▶ _What the task requires_: From the line containing "Tag every instance of the trimmed" down to the last line of the material, return those lines verbatim and only those.

▶ _Materials provided_:
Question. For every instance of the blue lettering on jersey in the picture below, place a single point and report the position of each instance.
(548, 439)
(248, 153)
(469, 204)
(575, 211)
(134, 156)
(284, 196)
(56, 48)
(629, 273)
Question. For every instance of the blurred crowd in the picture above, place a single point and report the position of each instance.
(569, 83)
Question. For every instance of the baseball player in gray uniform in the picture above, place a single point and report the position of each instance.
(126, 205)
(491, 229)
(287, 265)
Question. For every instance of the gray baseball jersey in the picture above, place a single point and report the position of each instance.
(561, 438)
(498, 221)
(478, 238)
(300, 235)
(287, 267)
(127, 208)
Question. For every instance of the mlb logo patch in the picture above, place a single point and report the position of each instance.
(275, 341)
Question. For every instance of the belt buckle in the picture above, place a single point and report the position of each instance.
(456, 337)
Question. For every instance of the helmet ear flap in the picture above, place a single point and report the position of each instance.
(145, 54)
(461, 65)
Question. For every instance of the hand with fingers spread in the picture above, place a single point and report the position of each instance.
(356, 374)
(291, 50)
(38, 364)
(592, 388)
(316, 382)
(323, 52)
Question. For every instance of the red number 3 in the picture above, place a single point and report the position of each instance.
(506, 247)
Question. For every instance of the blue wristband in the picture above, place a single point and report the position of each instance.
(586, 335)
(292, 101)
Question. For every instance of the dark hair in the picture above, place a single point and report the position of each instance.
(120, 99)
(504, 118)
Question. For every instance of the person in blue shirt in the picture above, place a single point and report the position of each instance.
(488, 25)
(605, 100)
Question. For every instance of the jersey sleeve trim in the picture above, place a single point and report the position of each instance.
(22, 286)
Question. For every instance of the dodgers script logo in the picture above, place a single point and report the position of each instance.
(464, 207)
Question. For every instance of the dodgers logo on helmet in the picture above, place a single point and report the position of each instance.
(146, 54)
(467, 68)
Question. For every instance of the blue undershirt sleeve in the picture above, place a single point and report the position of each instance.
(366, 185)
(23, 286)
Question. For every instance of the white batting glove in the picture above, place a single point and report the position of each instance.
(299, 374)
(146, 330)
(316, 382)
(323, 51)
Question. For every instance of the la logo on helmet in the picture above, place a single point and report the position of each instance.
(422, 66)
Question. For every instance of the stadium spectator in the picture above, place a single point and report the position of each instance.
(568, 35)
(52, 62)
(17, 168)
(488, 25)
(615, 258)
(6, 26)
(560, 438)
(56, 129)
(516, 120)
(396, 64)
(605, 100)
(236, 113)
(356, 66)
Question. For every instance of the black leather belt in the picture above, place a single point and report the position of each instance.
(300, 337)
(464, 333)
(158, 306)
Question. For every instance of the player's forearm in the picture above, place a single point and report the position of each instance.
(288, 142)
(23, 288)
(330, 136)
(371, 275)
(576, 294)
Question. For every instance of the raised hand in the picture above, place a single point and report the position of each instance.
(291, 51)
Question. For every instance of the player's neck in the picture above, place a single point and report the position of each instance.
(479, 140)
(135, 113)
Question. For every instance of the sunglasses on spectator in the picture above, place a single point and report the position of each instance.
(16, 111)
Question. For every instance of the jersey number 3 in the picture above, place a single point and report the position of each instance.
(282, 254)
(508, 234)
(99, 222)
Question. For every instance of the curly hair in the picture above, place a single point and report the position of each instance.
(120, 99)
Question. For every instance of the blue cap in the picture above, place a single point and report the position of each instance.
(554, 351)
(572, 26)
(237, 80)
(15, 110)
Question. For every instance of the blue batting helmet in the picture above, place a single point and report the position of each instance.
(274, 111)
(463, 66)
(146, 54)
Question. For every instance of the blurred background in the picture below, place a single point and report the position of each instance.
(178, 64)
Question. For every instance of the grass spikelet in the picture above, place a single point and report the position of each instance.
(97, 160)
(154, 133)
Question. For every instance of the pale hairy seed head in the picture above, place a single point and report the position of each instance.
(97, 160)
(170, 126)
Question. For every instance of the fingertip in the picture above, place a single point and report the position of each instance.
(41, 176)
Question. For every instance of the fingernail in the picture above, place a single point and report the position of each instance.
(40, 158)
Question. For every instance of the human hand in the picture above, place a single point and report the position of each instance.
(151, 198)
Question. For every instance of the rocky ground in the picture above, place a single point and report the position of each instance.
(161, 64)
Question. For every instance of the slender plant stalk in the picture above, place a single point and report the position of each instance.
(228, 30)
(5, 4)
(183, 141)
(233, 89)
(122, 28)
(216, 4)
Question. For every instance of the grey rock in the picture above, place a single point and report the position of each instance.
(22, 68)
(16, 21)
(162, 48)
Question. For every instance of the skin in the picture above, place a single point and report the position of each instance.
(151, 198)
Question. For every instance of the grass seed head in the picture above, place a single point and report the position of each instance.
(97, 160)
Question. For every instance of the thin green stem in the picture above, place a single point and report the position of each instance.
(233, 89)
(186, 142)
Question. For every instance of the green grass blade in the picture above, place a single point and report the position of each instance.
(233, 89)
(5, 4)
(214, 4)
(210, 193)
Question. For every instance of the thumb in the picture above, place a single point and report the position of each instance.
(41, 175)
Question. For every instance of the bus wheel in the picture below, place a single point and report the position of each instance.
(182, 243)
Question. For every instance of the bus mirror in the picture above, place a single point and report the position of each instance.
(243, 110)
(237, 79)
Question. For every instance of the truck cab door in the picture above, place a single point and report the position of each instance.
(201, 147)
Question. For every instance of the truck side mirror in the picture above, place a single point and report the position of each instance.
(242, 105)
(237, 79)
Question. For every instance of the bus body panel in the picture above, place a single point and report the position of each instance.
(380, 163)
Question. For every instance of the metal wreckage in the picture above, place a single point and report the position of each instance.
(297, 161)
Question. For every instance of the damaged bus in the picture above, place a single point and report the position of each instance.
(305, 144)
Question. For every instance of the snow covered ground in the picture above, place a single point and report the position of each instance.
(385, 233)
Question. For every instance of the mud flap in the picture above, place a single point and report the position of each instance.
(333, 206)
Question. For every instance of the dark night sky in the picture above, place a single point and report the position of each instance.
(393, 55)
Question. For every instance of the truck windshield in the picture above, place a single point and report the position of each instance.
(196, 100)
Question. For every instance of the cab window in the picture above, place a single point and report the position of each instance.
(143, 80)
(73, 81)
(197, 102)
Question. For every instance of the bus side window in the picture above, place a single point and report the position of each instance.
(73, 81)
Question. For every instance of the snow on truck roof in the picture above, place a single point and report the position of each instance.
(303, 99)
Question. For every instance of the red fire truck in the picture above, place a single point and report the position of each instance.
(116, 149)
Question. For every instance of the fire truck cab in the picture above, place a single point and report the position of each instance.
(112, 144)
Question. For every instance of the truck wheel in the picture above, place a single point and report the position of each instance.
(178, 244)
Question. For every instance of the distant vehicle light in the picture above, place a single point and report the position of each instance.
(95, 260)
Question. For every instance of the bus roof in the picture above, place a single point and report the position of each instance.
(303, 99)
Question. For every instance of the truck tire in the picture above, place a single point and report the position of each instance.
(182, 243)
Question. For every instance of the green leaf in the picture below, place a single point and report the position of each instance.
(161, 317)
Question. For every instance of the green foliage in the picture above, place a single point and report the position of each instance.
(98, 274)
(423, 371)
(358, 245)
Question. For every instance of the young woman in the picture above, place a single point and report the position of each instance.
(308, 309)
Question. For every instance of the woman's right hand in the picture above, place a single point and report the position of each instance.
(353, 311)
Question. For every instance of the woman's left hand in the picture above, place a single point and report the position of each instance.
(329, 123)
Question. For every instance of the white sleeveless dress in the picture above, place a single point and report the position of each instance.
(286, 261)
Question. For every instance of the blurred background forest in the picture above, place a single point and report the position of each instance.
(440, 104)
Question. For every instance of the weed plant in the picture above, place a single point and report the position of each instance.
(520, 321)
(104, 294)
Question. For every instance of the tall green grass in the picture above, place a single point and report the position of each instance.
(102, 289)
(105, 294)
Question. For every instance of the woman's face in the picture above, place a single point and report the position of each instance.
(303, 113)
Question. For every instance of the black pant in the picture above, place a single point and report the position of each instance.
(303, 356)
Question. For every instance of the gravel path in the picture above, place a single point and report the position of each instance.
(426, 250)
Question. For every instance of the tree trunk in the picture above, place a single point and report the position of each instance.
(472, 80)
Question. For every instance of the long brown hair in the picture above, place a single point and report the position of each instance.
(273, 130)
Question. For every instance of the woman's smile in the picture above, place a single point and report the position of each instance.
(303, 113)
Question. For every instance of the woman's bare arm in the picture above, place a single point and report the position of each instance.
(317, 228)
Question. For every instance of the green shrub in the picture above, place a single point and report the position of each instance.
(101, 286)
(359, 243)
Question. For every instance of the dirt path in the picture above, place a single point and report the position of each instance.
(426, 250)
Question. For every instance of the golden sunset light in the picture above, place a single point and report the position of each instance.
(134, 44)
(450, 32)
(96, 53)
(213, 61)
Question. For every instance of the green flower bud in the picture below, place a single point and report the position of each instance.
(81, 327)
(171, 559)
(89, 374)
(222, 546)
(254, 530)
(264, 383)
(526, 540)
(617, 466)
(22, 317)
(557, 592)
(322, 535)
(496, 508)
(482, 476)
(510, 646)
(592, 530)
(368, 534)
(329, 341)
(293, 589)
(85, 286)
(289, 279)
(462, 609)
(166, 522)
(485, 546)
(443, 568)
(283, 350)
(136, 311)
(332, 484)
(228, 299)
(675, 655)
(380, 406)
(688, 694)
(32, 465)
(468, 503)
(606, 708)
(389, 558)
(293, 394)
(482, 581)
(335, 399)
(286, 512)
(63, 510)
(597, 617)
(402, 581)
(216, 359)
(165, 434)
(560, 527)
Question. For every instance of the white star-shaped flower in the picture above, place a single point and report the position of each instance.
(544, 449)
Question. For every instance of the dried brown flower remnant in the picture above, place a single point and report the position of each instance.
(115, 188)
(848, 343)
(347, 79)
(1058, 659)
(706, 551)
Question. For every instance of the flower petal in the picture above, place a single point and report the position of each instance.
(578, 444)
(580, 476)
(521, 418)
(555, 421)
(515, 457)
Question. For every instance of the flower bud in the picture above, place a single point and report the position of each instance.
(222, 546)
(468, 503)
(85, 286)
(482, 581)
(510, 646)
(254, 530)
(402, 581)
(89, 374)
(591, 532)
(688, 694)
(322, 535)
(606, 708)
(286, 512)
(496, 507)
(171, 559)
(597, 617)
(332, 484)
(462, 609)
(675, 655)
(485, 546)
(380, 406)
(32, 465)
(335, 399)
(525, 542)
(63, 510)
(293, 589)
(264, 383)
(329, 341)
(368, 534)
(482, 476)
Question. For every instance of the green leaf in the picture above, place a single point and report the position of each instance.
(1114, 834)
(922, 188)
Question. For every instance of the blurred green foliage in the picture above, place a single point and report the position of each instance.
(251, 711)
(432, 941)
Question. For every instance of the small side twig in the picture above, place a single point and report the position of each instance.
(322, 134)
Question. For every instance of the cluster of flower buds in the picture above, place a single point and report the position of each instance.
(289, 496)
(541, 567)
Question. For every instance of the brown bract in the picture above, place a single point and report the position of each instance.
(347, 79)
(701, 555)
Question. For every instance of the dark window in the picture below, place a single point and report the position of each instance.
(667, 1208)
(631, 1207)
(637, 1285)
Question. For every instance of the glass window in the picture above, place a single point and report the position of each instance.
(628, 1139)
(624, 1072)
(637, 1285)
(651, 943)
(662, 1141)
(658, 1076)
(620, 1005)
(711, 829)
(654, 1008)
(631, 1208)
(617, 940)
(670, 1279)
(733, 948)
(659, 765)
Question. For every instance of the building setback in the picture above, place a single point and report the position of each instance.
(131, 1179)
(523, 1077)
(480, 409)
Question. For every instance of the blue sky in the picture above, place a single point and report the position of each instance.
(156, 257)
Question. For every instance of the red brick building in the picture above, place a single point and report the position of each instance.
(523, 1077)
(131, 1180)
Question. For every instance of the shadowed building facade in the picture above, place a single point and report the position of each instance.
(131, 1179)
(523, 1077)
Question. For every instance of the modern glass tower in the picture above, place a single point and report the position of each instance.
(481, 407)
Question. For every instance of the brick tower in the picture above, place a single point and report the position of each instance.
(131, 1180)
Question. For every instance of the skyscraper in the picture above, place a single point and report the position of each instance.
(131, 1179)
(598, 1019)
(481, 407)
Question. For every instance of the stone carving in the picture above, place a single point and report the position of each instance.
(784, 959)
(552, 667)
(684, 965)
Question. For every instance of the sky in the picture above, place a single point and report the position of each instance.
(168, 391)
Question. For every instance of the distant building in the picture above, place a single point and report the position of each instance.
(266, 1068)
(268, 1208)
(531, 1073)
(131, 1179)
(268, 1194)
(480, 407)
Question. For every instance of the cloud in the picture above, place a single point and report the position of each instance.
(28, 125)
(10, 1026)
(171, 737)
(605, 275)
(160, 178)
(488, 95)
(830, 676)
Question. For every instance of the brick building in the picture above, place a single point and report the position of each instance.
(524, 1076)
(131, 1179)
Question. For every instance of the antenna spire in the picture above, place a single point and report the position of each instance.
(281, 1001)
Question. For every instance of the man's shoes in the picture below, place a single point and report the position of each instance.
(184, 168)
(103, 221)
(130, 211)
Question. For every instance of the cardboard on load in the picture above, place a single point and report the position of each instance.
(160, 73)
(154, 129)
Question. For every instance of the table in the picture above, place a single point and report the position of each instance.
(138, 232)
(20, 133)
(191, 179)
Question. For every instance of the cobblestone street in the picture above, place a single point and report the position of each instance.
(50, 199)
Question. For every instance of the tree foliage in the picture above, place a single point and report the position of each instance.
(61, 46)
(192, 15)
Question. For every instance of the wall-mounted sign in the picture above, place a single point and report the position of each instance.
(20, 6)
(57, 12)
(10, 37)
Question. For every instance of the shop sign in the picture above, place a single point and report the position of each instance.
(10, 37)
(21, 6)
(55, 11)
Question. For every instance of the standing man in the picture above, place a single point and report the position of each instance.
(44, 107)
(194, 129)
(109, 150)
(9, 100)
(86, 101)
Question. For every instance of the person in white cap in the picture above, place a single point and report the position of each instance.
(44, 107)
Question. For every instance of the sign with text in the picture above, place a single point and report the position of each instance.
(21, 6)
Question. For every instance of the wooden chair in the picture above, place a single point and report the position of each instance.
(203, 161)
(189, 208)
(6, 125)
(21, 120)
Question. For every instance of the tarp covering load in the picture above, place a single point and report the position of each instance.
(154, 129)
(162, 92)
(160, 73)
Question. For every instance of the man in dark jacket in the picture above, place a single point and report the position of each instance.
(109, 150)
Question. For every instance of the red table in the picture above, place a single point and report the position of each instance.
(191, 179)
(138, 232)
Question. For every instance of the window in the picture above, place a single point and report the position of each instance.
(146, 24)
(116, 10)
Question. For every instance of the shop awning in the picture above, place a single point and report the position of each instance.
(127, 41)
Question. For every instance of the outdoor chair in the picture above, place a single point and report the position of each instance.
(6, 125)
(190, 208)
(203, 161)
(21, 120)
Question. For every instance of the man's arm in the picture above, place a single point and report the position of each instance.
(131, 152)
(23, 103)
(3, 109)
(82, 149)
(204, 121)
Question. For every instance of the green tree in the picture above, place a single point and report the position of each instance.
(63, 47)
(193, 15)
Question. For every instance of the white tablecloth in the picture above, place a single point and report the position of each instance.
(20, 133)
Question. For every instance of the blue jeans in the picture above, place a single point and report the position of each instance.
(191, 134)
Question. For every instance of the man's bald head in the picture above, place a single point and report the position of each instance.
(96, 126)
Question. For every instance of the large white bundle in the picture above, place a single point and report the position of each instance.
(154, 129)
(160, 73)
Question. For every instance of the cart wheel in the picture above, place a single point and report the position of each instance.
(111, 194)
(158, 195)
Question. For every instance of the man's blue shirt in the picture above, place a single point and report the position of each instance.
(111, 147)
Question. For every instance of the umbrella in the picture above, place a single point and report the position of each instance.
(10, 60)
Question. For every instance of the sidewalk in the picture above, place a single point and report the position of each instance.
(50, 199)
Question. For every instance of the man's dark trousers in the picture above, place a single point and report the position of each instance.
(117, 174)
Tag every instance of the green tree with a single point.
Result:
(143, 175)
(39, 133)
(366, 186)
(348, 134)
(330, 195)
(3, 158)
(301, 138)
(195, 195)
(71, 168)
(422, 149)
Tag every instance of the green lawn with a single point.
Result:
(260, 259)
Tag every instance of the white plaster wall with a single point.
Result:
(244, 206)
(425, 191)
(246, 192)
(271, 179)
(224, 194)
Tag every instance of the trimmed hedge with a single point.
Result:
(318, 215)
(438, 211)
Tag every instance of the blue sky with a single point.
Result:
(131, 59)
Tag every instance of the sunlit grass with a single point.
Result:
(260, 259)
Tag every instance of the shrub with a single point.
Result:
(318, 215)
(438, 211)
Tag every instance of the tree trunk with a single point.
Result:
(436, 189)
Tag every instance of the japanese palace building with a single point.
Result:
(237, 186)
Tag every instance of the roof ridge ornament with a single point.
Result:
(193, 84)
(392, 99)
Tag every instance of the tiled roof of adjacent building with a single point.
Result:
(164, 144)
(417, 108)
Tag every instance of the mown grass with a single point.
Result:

▶ _Solution to this task_:
Tag every instance of the trimmed hedge with a single point.
Result:
(318, 215)
(438, 211)
Tag every instance of the blue sky with a single point.
Result:
(131, 59)
Tag every instance of the sunlit grass with a single point.
Result:
(260, 259)
Tag every instance of the shrub with a single point.
Result:
(318, 215)
(438, 211)
Tag every instance of the tree trunk with a single point.
Result:
(436, 189)
Tag every instance of the japanese palace building with a single point.
Result:
(237, 186)
Tag every instance of the roof ridge ornament with a single point.
Result:
(193, 84)
(392, 99)
Tag every instance of the tiled roof of adjacent building with a single point.
Result:
(164, 144)
(417, 108)
Tag every instance of the mown grass with a single point.
Result:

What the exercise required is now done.